Selection →
----
Reporting Vulnerabilities

If you discover a security vulnerability, do not open a public issue.

Email the maintainer directly or use GitHub's private vulnerability reporting feature.

Include:

  • Description of the vulnerability
  • Steps to reproduce
  • Potential impact
  • Suggested fix (if any)

We aim to acknowledge reports within 48 hours and provide a fix timeline within 7 days.

Threat Model

This project operates as a single-user local daemon:

  • The daemon runs on your local machine under your user account
  • No network listeners are opened; it connects outbound to Feishu/Lark APIs only
  • Authentication is handled by the Feishu/Lark bot token mechanism
  • Access control is enforced via allowed sender ID lists (CTI_FEISHU_ALLOWED_USERS) applied to both inbound messages and card button callbacks

Allowlist semantics

  • Empty allowlist (the variable is unset or has no values) — all senders are rejected. This is the secure default.
  • Specific IDs (e.g. ou_alice,ou_bob) — only those exact open_id / user_id / union_id values are allowed.
  • Single wildcard * — allow every sender. This is dangerous: anyone who can DM your bot or share a group with it can create sessions, run shell commands as your user, and approve permission cards. Use it only on personal machines where the bot is privately scoped.
  • Mixed (e.g. *,ou_alice)* is not treated as a wildcard when combined with specific IDs. Only the literal IDs match. This avoids the "I added myself but forgot to remove *" trap.

Primary threats and mitigations

Threat Mitigation
Token leakage File permissions (600), log redaction, .gitignore exclusion
Unauthorized message senders Allowlist filtering on inbound text/image messages and card button callbacks
Local privilege escalation Runs as unprivileged user process
Sensitive data in chat Structured input prompts redirect sensitive content to local CLI

Credential Storage

All credentials are stored in ~/.agents-to-im/config.env with file permissions set to 600 (owner read/write only). This file is never committed to version control. The bridge is designed for single-user local use — it assumes the operating-system account itself is the security boundary, and does not try to defend against attackers who already have write access to your home directory.
----
Given task →
Translate this sentence from the security policy into Spanish: "If you discover a security vulnerability, do not open a public issue."

Dataset records on object locations:
----
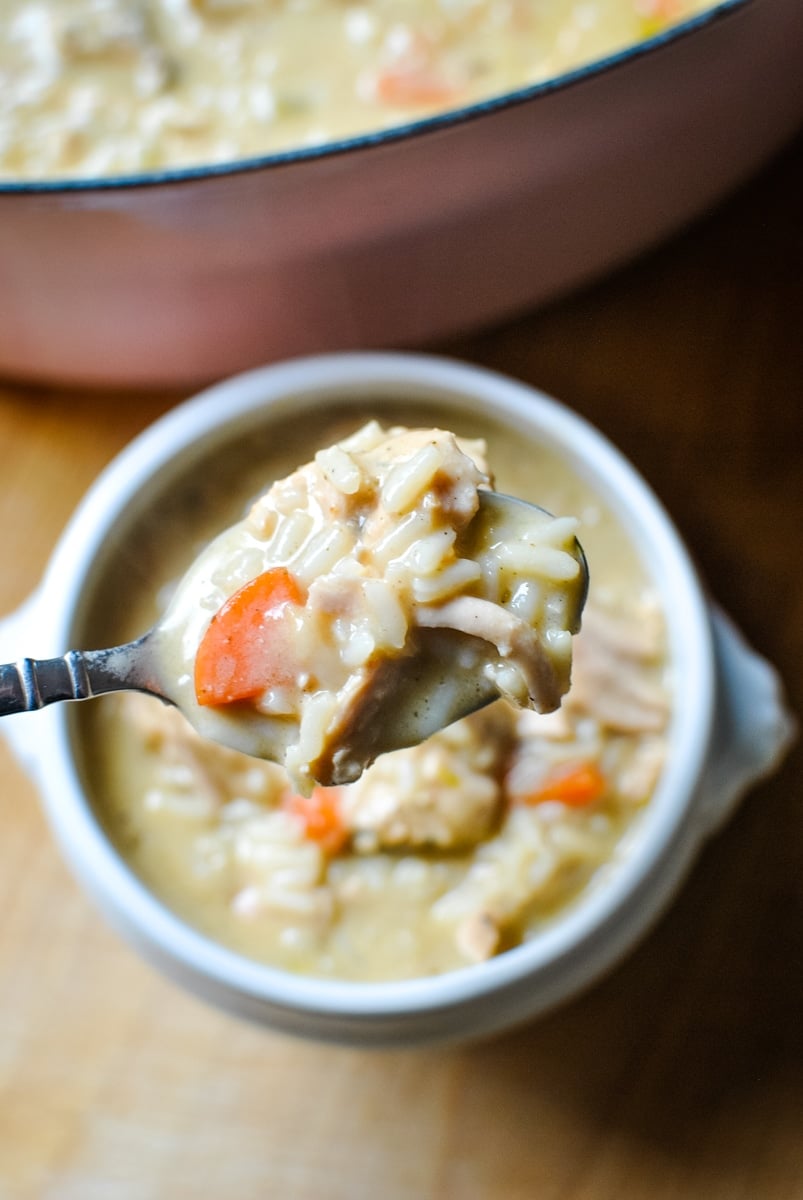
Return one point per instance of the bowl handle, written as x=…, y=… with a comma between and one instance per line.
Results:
x=753, y=726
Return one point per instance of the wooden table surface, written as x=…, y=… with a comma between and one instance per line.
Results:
x=678, y=1077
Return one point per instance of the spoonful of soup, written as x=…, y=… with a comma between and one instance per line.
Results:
x=371, y=598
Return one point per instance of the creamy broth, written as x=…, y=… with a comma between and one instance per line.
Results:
x=93, y=88
x=366, y=600
x=451, y=852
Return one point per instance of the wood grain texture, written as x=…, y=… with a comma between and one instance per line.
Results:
x=678, y=1077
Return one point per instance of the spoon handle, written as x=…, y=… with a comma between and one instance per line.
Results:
x=78, y=675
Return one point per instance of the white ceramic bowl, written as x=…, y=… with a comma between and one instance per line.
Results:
x=179, y=277
x=729, y=729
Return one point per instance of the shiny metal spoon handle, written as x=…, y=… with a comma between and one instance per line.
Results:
x=78, y=675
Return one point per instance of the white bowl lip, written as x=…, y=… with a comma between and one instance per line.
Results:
x=394, y=133
x=664, y=826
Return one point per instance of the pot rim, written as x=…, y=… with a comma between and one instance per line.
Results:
x=391, y=136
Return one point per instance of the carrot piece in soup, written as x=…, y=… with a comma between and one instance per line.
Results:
x=322, y=816
x=417, y=84
x=575, y=784
x=241, y=652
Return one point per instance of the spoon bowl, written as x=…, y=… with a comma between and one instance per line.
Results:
x=442, y=679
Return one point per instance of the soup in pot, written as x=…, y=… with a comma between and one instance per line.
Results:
x=99, y=88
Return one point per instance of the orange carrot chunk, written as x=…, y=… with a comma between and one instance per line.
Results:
x=244, y=649
x=406, y=85
x=575, y=784
x=322, y=817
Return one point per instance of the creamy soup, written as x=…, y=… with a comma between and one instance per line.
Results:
x=366, y=600
x=108, y=87
x=439, y=856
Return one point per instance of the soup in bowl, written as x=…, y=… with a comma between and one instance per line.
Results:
x=459, y=886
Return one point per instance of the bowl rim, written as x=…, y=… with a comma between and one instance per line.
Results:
x=664, y=827
x=389, y=136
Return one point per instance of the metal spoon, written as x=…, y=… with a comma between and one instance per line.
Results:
x=437, y=685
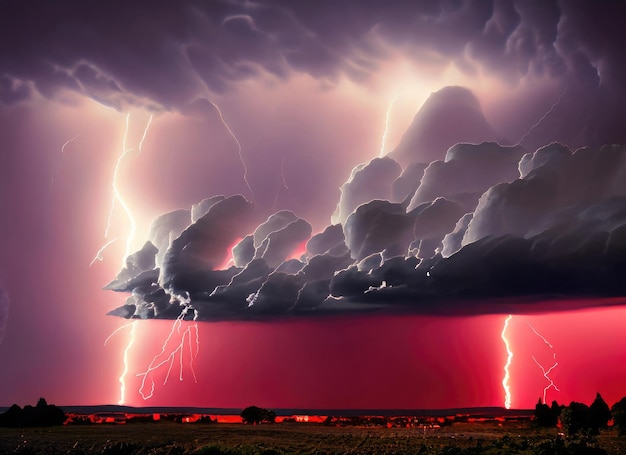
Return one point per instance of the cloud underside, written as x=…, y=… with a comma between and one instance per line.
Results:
x=501, y=231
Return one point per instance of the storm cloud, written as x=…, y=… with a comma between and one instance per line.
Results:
x=556, y=231
x=197, y=48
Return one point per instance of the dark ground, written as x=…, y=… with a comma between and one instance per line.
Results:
x=300, y=438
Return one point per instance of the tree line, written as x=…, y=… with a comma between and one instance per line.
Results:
x=580, y=418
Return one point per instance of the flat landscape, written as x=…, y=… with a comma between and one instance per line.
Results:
x=167, y=437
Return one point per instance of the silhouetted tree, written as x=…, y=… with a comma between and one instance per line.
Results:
x=600, y=412
x=577, y=418
x=547, y=416
x=619, y=416
x=254, y=415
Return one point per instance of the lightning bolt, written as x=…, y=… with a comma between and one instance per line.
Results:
x=189, y=338
x=118, y=199
x=284, y=183
x=68, y=142
x=507, y=365
x=98, y=256
x=546, y=373
x=239, y=154
x=383, y=142
x=131, y=341
x=145, y=133
x=543, y=117
x=63, y=147
x=282, y=174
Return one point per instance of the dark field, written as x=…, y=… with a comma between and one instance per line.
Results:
x=301, y=438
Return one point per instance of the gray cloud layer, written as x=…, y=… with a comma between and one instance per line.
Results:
x=555, y=232
x=166, y=54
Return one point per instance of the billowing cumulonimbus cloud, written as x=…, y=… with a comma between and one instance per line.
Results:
x=556, y=185
x=165, y=228
x=198, y=47
x=367, y=182
x=467, y=171
x=556, y=231
x=203, y=246
x=449, y=116
x=4, y=312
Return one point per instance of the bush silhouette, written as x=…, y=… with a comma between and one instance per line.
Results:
x=255, y=415
x=41, y=415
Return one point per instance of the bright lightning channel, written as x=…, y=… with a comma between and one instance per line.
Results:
x=383, y=142
x=68, y=142
x=129, y=344
x=546, y=373
x=507, y=365
x=189, y=338
x=63, y=147
x=117, y=198
x=543, y=117
x=98, y=256
x=241, y=160
x=145, y=133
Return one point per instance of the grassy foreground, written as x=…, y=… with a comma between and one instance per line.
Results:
x=300, y=438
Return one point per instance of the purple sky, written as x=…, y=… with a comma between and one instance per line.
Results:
x=153, y=107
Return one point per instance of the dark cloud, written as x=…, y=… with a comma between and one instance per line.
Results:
x=166, y=228
x=557, y=231
x=467, y=171
x=165, y=54
x=557, y=186
x=201, y=248
x=321, y=243
x=367, y=182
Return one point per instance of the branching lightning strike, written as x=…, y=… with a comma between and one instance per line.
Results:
x=546, y=373
x=189, y=338
x=98, y=256
x=145, y=133
x=383, y=142
x=239, y=150
x=129, y=344
x=117, y=198
x=543, y=117
x=507, y=365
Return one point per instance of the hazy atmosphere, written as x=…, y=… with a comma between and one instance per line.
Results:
x=313, y=204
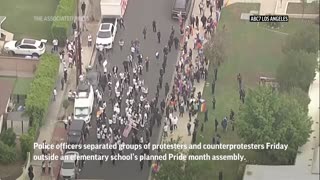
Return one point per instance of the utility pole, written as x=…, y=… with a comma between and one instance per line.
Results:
x=78, y=46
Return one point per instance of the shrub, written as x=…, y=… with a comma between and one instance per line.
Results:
x=61, y=27
x=8, y=137
x=7, y=153
x=39, y=98
x=26, y=143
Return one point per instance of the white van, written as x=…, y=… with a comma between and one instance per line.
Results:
x=83, y=103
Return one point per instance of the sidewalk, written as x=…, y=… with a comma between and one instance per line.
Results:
x=181, y=131
x=53, y=129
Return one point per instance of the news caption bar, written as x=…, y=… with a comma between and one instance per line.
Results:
x=269, y=18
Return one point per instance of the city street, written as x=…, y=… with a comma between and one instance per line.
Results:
x=139, y=13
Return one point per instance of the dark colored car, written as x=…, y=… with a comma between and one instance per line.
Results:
x=76, y=132
x=182, y=6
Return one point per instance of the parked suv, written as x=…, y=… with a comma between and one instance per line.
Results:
x=29, y=47
x=76, y=132
x=182, y=6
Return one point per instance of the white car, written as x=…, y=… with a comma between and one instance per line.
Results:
x=105, y=35
x=28, y=47
x=69, y=167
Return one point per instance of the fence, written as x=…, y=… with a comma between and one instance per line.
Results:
x=24, y=175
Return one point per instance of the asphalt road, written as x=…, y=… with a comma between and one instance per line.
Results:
x=139, y=13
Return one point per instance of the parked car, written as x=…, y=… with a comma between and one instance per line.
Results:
x=69, y=167
x=76, y=133
x=106, y=33
x=29, y=47
x=182, y=6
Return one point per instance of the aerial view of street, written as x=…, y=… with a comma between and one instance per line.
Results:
x=159, y=90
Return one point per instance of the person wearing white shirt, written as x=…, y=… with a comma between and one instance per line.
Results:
x=132, y=51
x=55, y=45
x=103, y=137
x=165, y=130
x=89, y=40
x=54, y=94
x=175, y=122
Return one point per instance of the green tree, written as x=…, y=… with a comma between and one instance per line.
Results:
x=306, y=38
x=297, y=70
x=8, y=137
x=7, y=153
x=268, y=116
x=171, y=169
x=215, y=48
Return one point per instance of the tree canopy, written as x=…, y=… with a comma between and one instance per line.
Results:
x=268, y=116
x=306, y=38
x=297, y=70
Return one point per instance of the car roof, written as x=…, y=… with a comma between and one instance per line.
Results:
x=180, y=4
x=29, y=41
x=76, y=125
x=105, y=27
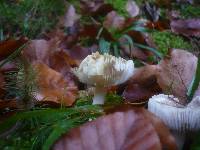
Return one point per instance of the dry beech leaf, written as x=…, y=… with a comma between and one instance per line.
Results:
x=132, y=8
x=113, y=20
x=70, y=17
x=137, y=92
x=40, y=50
x=175, y=73
x=128, y=130
x=188, y=27
x=53, y=87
----
Answer for the task →
Si descubres una vulnerabilidad de seguridad, no abras una incidencia pública.